YOUR OBJECTIVE: Render the lines below as a Markdown table with the columns "Number" and "Line," numbering each row and skipping any blank lines. Leave the pictures out of the table.
# # #
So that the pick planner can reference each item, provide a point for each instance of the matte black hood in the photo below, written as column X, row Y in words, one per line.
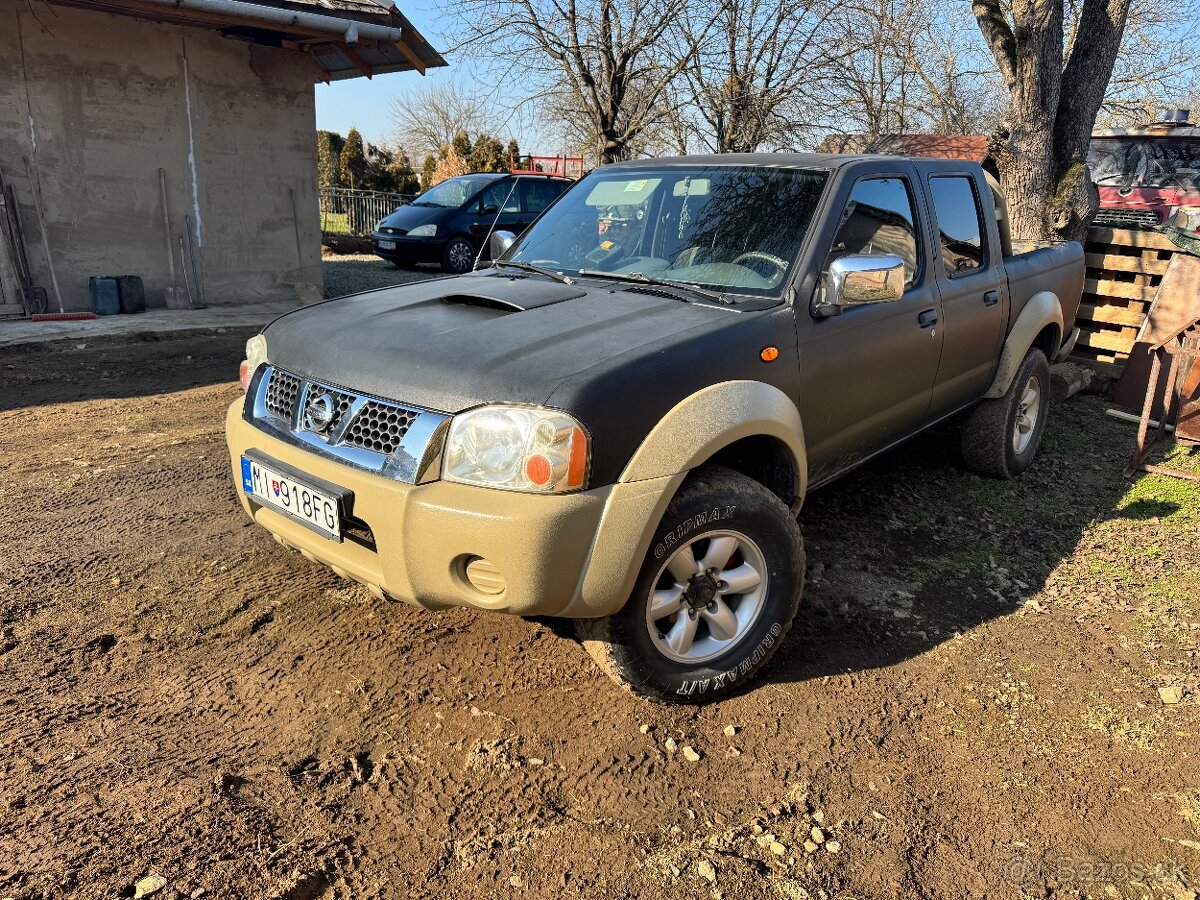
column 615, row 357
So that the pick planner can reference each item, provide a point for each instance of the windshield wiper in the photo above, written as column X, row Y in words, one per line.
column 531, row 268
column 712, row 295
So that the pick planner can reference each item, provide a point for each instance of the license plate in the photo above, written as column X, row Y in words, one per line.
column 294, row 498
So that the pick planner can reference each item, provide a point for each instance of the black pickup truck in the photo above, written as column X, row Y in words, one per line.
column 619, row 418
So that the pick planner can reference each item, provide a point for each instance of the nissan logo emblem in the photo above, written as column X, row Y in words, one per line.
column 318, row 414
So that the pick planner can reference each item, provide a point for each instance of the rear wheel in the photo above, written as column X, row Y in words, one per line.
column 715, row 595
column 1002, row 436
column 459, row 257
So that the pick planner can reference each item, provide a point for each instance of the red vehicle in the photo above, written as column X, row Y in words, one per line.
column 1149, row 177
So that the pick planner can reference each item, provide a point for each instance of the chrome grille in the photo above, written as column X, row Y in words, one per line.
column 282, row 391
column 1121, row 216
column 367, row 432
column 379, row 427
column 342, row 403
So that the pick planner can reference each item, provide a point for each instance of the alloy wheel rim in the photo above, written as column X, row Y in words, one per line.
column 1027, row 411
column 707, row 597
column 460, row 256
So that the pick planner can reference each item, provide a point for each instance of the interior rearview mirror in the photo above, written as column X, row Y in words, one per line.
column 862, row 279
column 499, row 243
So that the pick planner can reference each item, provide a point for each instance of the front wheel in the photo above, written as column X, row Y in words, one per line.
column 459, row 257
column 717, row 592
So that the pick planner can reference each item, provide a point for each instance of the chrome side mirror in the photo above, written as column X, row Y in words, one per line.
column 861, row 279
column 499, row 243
# # #
TASK SOLUTION:
| Number | Line |
|---|---|
| 1 | So that the pick planner can reference each item, provide a point for each instance of the matte black hood in the photo below, written as column X, row Y in words, one per line. |
| 2 | column 615, row 357 |
| 3 | So that the pick planner can reference each item, provide a point for each instance of the windshield wiper in the photo above, written as column X, row Y in words, one per line. |
| 4 | column 531, row 268 |
| 5 | column 712, row 295 |
| 6 | So that the pick planner can reference each item, provide a point for each instance of the license plate in the photo above, written as column X, row Y in words, one per line. |
| 7 | column 294, row 498 |
| 8 | So that the pick planner can reference each item, provide a point for each instance of the black pickup truck in the photo above, written as column X, row Y in words, one per line. |
| 9 | column 619, row 418 |
| 10 | So that the pick planner can reference each item, provide a point for each instance of the nissan logo emblem in the photo above, written as column X, row Y in words, one per line. |
| 11 | column 318, row 414 |
| 12 | So that the pick planner can reference each item, provide a point for each instance of the rear wheel in the photo above, written as column X, row Y in words, one per line. |
| 13 | column 715, row 595 |
| 14 | column 1002, row 436 |
| 15 | column 459, row 257 |
| 16 | So that the pick planner can reference each item, provide a point for each instance of the red vehicle in the photo above, written as column X, row Y in words, one per line. |
| 17 | column 1149, row 177 |
| 18 | So that the pick planner can reference each item, provide a point for each instance of the chrome grille in the photo above, written as column X, row Y in words, one per line. |
| 19 | column 282, row 391 |
| 20 | column 1121, row 216 |
| 21 | column 367, row 432 |
| 22 | column 379, row 427 |
| 23 | column 342, row 403 |
| 24 | So that the pick planner can reference each item, provide a point for each instance of the alloy wheel rim in the photo above, written as column X, row Y in words, one per line. |
| 25 | column 1027, row 411 |
| 26 | column 707, row 597 |
| 27 | column 460, row 256 |
| 28 | So that the pick planner can reference each item, provide a point for each instance of the interior rearview mirror in the photo above, written as column X, row Y in words, one per line. |
| 29 | column 862, row 279 |
| 30 | column 499, row 243 |
| 31 | So that the pick planner can reference each item, provide a point for each instance of the front wheel in the photo above, written as column X, row Y in words, one per line. |
| 32 | column 459, row 257 |
| 33 | column 717, row 592 |
| 34 | So that the pick planner can reference each item, provide a point for each instance of the chrome side mirror in the photo above, written as column X, row Y in words, one per line. |
| 35 | column 861, row 279 |
| 36 | column 499, row 243 |